_Required work:_ Please state the range of operation times reported in the excerpt on the study results.

_Excerpted passage:_
________________________________________

Results: The study included four males and two females whose ages ranged from 19 to 56 years old (41.5 ± 13.06 years old). Follow-up times ranged from 12 to 20 months (14.33 ± 2.75 months). The operation times ranged from 195 to 248 mins (222.16 ± 16.86 mins). The estimated volume of blood loss ranged from 280 to 450 mL (383.33 ± 55.58 mL). The six cases' AIS (preoperative vs. postoperative) were A versus A, C versus D, A versus B, B versus B, B versus C, and B versus C. Intraoperative ultrasound was performed successfully in all patients using our designed method. Intraoperative ultrasound observation revealed varying degrees of changes in spinal cord echo in all patients. Intraoperative ultrasound provided excellent assistance in spinal cord decompression during surgery. The surgery was completed successfully with no surgery-related complications till the last follow-up. At the time of last follow-up (median time of 12 months) satisfactory fracture reduction and good internal fixation was confirmed on postoperative computed tomography scans and radiographs.

________________________________________

Dataset entries

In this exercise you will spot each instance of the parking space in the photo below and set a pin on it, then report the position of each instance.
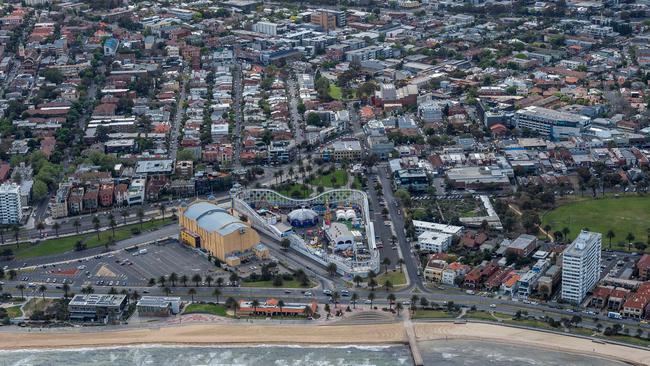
(124, 268)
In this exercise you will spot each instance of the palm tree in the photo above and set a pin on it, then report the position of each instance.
(196, 279)
(21, 288)
(357, 279)
(386, 263)
(173, 277)
(140, 216)
(40, 226)
(610, 235)
(96, 225)
(216, 293)
(391, 299)
(354, 300)
(125, 215)
(42, 289)
(371, 297)
(162, 210)
(630, 239)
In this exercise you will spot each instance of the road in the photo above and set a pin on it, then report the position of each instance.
(178, 119)
(237, 91)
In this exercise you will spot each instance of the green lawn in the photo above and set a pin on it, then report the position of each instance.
(336, 92)
(14, 312)
(268, 284)
(295, 190)
(213, 309)
(340, 179)
(396, 277)
(427, 314)
(623, 215)
(65, 244)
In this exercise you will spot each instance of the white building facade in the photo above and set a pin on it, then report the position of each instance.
(581, 266)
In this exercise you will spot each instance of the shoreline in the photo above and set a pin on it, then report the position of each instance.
(377, 335)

________________________________________

_Answer:_ The operation times ranged from 195 to 248 minutes.